- [Record set]:
--- Start ---

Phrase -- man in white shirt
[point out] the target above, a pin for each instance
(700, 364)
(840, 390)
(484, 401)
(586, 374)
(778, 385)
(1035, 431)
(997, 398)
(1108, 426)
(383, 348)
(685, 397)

--- End ---

- [Work to do]: Reproduce the records above verbatim, keeping every line in its original order and form.

- [Task result]:
Phrase -- man in white shirt
[point out] the target above, a pin for each instance
(700, 364)
(840, 390)
(484, 401)
(586, 374)
(778, 385)
(1035, 431)
(997, 398)
(1108, 426)
(383, 348)
(685, 397)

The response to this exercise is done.